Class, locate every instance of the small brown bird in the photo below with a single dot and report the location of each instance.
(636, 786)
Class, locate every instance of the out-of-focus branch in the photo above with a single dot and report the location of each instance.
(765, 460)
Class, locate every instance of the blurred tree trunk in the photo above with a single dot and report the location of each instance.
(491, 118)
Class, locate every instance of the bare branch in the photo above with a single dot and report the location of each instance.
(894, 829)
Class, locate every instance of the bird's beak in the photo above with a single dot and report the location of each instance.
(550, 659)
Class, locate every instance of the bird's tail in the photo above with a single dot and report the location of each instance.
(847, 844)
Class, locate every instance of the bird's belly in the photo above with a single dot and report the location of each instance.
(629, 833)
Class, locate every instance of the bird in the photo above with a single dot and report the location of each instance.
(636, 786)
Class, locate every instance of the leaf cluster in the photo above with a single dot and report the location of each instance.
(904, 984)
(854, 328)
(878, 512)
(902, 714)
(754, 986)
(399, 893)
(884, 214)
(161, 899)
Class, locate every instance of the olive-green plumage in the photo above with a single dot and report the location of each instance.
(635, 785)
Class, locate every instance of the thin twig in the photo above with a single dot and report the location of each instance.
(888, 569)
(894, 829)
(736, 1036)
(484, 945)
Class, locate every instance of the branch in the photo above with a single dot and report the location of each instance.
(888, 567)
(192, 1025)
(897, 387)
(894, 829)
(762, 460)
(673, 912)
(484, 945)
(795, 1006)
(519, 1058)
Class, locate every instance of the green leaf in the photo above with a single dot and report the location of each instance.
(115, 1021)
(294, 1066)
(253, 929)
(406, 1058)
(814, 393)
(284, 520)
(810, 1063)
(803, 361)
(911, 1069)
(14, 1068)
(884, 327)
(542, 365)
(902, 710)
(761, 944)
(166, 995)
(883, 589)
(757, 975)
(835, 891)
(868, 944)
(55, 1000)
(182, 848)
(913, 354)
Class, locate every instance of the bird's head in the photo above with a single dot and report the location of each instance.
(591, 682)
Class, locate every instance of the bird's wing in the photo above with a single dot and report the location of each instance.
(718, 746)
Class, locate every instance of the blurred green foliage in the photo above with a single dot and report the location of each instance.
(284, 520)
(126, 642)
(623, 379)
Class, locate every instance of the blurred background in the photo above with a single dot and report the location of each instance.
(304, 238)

**Given task**. Please copy every row above exactly as it stands, keeping the same order.

**Expected answer**.
Class, locate every instance of the small brown bird in the photo below with a single dot and report the location of each instance.
(636, 786)
Class, locate every instance of the out-of-focus branch in the photo above with a single dot and report the location of each instance.
(765, 460)
Class, locate every instance of the blurred tree trunk in the photo above with a single dot and report the location of each instance.
(491, 118)
Class, locate every instance of the bare branch in the photo above with a single dot and report the location of each instance.
(894, 829)
Class, locate every instance of the bird's beak in the photo above with a single dot and report the location of each instance.
(550, 659)
Class, locate every instance of the bird's tail in the photo above with a single dot and report the location of each instance.
(847, 844)
Class, locate every instance of the bird's belly in the photo above with a single dot and report the location of each instance.
(629, 833)
Class, locate every instance of the bird in the photo above with a single dot and report the location of each instance.
(636, 786)
Class, locate every instance of the leaf cluster in the photo above with a single dot and report the location of each instance.
(904, 984)
(854, 328)
(878, 512)
(902, 714)
(754, 986)
(399, 893)
(884, 214)
(161, 899)
Class, locate every instance of the olive-green plumage in the photo above with a single dot and report the location of each instance.
(635, 785)
Class, locate every instance of the thin twig in the photo above with a single dot and report the location of each instance.
(888, 569)
(894, 829)
(736, 1036)
(484, 945)
Class, locate every instance of the branch in the photo above with a single dot and report the location of each instance.
(888, 567)
(192, 1025)
(897, 387)
(894, 829)
(762, 460)
(673, 912)
(484, 945)
(795, 1006)
(519, 1058)
Class, locate every instance of the green leaf in the photo above with a single dot and report the location of each instance.
(115, 1021)
(294, 1066)
(253, 929)
(406, 1058)
(814, 393)
(284, 520)
(810, 1063)
(803, 361)
(911, 1069)
(14, 1068)
(884, 327)
(542, 365)
(902, 710)
(761, 944)
(166, 995)
(883, 589)
(757, 975)
(835, 891)
(868, 944)
(55, 1000)
(182, 848)
(913, 354)
Class, locate every instance of the bird's head in the photo above with a single dot and report the location of each instance.
(591, 682)
Class, locate every instance of the bird's wing in the photo above with a single dot and report the location of each instance.
(718, 746)
Class, locate every instance of the blurred green foliage in the photo above with a single dot and report the location of each instance.
(284, 520)
(126, 642)
(623, 379)
Class, locate every instance of the blurred background in the photo above with a single dot and report the location of each instance.
(304, 238)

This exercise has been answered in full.